[指示 1]
記録のうち「Where can you see the open」を含む行から記録の最後の行までを、「番号」と「行」の二列からなるMarkdownの表に書き直してもらえますか？空行は除き、画像は表に入れないでください。

Ⅱ 魏志倭人伝について

著者は西晋の陳寿で、西暦280-290年間に書かれた。西暦220年に後漢がほろび、変わって魏、呉、蜀が並び立つ三国時代となり、この時代の歴史書である“三国志”の中の「魏書」に書かれている東夷伝、倭人の条が“魏志倭人伝”である。その後、魏志倭人伝の解釈にあたり、漢字作成に当たっての音韻、その漢字の読み方(漢音、呉音)、当時の距離や方角などについて、現在に至るまでさまざまな論争が続いている。
冒頭には“倭人在帯方東南大海之中、依山島為国邑、旧百余国、漢時有朝見者、今使訳所通三十国”とあり、現代文に訳すと、倭人は帯方郡の東南の、大海の中にあり、山や島により国やまちをつくっている。もとは百余りの国からなっていて、漢の時代に朝見してきた国もあった。いま、使者や通訳が通ってくるところは30国である。
原文は、約二千字の漢文で書かれてある魏志倭人伝には、魏の支配下にあった朝鮮半島北部の帯方郡の郡都(ソウル近く、ケソンとも言われている)から、邪馬台国までの行程と倭国の国名、官名、人口、風習、風景などが書かれてある。当時の倭は、邪馬台国を中心とした国邑(中国語では囲われた町)の連合が存在し、また、邪馬台国に属さない国も存在していたことが記されている。

1 倭人伝を読んで疑議(あれこれと熟考)すること
その1 邪馬台国畿内説について
①倭人伝には、“自女王国以北其戸数道里可得略戴、其余傍国遠絶不可得詳”とある。この短い文章が邪馬台国への道程、すなわち、畿内説か、九州説かの重要な鍵であると思う。現代文に訳すと、女王国より北にある国々については、その戸数やそこに行く道里をだいたい記載できるが、その他の傍国は遠絶であるため、戸数や道里の詳細を知ることができないとある。九州に上陸した最初の国、末廬国(長崎県松浦、佐賀県の呼子付近や唐津市桜馬場遺跡の説もある)から始まり、伊都国(福岡県前原市、現在糸島市、前原市には怡土と呼ぶ地域があり、平原(ひらばる)遺跡がある)、奴(な)国(福岡市博多区の板付遺跡や春日市岡本の春日丘陵にある須玖(すぐ)岡本遺跡は、奴国の中枢であったとされており、また、福岡平野には那珂川が流れ、那の国と呼ばれていた)、不弥国(福岡県糟屋郡宇美町?)へと続くが、邪馬台国畿内説では、これらの記載を全く無視したことになる。
②方角について、末廬国から”東南陸行五百里至伊都国”とは、出発点から東南に向かって進みなさいとの表現であり、伊都国が東南にあるとは述べていない。もし、東北に向かって進むことになると、湾をまたぐことになる。倭人伝の冒頭にある”倭人在帯方東南大海之中”は、現在のGPSなどの表現を意味する。畿内説では、東北とすべきところを東南としており、倭人伝は90度方角が狂っているとした。また、対馬国と一支国に、”乗船南北市糴”とある。良田なく、船に乗って、九州、または、韓国などで穀物を買い入れたとある。倭人伝の方角は正確である。

[指示 2]
魏志倭人伝を論じた抜粋の続きを、最後の文の後から書き進めてもらえますか？

[抽出した記録]
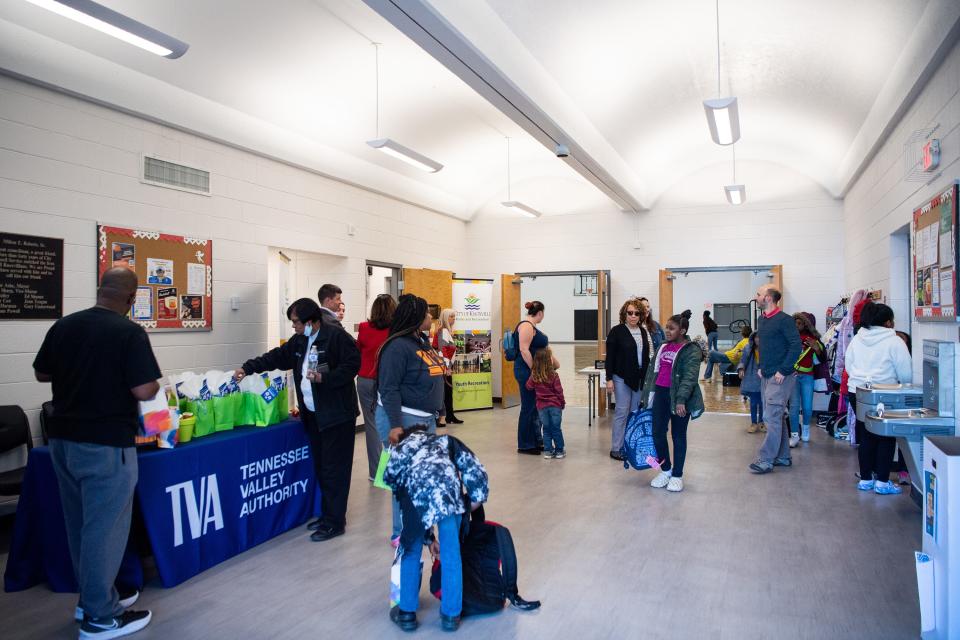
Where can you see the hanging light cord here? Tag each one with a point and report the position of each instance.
(376, 57)
(508, 168)
(718, 48)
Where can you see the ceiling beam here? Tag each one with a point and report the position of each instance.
(473, 43)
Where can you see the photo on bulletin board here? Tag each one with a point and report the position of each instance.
(174, 272)
(934, 241)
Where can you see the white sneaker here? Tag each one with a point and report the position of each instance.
(662, 479)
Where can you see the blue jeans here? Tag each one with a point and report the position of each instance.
(627, 402)
(451, 577)
(383, 428)
(716, 357)
(756, 406)
(802, 399)
(712, 339)
(551, 418)
(528, 425)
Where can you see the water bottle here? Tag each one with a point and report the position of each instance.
(313, 359)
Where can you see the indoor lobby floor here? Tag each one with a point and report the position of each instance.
(798, 553)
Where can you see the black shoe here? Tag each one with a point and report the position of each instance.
(128, 597)
(123, 625)
(325, 533)
(449, 623)
(406, 620)
(523, 605)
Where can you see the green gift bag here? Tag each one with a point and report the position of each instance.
(381, 469)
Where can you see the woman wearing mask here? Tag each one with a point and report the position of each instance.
(370, 337)
(409, 379)
(448, 348)
(876, 354)
(530, 340)
(628, 355)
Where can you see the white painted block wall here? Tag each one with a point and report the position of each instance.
(66, 164)
(881, 201)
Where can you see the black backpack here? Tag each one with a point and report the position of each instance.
(489, 568)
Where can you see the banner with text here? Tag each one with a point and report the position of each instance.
(472, 372)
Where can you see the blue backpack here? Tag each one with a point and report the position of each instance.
(638, 440)
(511, 344)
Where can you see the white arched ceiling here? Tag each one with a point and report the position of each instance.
(806, 74)
(294, 80)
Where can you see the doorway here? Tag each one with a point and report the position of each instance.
(382, 277)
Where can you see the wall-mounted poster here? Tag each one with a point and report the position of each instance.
(175, 274)
(934, 251)
(472, 365)
(167, 304)
(31, 277)
(124, 255)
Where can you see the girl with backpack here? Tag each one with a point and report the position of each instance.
(545, 383)
(676, 398)
(750, 382)
(429, 475)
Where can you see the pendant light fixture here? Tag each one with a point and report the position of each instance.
(393, 148)
(510, 203)
(736, 193)
(723, 116)
(96, 16)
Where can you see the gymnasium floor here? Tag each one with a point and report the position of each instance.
(798, 553)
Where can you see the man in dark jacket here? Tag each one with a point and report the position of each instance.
(780, 348)
(327, 396)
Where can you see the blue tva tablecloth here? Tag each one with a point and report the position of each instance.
(201, 503)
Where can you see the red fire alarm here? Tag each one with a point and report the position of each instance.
(931, 155)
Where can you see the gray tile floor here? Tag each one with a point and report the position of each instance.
(795, 554)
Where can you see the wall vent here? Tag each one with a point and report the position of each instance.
(175, 176)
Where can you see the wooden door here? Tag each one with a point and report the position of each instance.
(666, 295)
(603, 288)
(510, 317)
(777, 281)
(433, 285)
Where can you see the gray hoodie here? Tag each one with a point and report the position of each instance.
(877, 355)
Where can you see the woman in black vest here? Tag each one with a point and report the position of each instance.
(628, 355)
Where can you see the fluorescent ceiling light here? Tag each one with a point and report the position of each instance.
(723, 117)
(530, 212)
(406, 154)
(736, 193)
(115, 24)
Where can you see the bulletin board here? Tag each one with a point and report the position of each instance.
(935, 239)
(175, 275)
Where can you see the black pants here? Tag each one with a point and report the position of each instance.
(662, 418)
(332, 452)
(448, 397)
(874, 452)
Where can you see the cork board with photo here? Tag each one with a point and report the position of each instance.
(175, 275)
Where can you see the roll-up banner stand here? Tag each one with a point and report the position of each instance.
(472, 366)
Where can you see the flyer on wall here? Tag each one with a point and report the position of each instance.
(472, 366)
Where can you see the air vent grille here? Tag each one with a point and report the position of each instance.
(177, 176)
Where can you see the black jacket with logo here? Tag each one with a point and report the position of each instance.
(335, 396)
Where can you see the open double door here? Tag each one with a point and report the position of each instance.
(511, 316)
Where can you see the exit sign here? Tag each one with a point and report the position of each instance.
(931, 155)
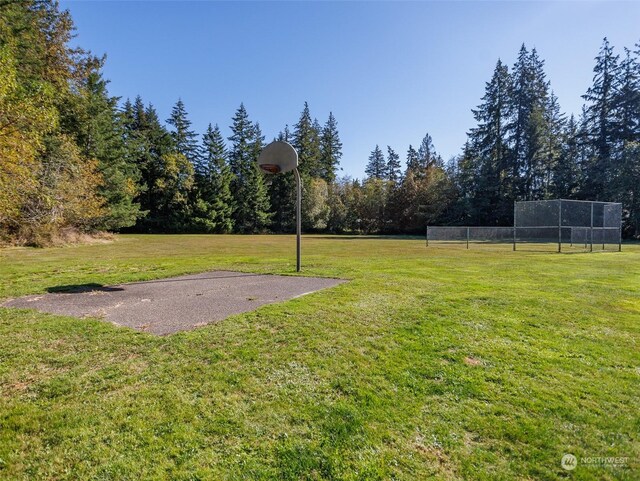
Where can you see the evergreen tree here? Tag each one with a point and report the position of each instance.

[最終回答 1]
| 番号 | 行 |
|---|---|
| 1 | Where can you see the open double door here? Tag each one with a point and report the position of each instance. |
| 2 | (511, 316) |
| 3 | Where can you see the exit sign here? Tag each one with a point and report the position of each instance. |
| 4 | (931, 155) |
| 5 | Where can you see the evergreen tree here? Tag each one with a point and report the position of each instance. |

[最終回答 2]
③陸行一月とは、投馬国の次に、”南至邪馬台国、女王之所都、水行十日、陸行一月”とあり、距離は書かれていない。宮崎康平は唐時代の10里は約4㎞で、伊都国から”東南至奴国百里”は2泊3日の旅としている。畿内説では、、邪馬台国までの陸行一月の距離は、博多を出発点としても、九州を縦断して薩摩半島を飛び越してしまう距離であることを、反論の一つとしている。しかし、対馬国では”道路如禽鹿径”、末廬国では”草木茂盛行不見前人”とあり、道路網は無いに等しく、そのほか、“其余傍国遠絶不可得詳”とある他の国々を通過するには、それ相当の日数を、その地に留め置かれた(ガイドやポーターの手配に戸惑った)か、または、う回路を探さなければならなかったのでは?
その2 “其余傍国遠絶不可得詳”について
この“其余傍国遠絶不可得詳”とは、どのように解釈するのだろうか。倭人伝に記されている国別順では、九州に上陸した最初の国、末廬国から始まり、奴(な)国を経由して、また、奴国まで戻ってくる形となっている。邪馬台国までは、戸数、役人の官名などが書かれている。その先の諸国については、次有斯(し)馬国、次有己百支(きはくし)国、次有りと続き、はじめの斯(し)馬国から数えて、21番目の次有奴国で終わり、“此女王境界所尽”とある。この“其余傍国遠絶不可得詳”とは、遠くて行き来や交渉がないのか、近くても、倭諸国を含めた所謂、外の世界の、人の出入が厳しく制限されていたのか定かでない。
その3 周旋とは
“参問倭地、絶在海中洲島之上、或絶或連、周旋可五千余里”とある。倭地を参(まいる)問(おとずれる)するに、海中洲島の上に絶(隔たって)在し、あるいは隔たって、あるいは連なって、周旋すると可(ばかり)五千余里とある。この周旋が島々を巡って行くと訳されている。しかし、当時の船乗りは、沖縄諸島を含めた南西諸島まで、広い知識があり、倭の地を一回りすると訳せないだろうか。アジア地図を見直し、朝鮮半島と九州を比べると、九州は以外に小さな島に見えて来る。即ち、倭の地が九州で、その一周と考えると、倭人伝に登場する国々は、全て九州の中に収まることになる。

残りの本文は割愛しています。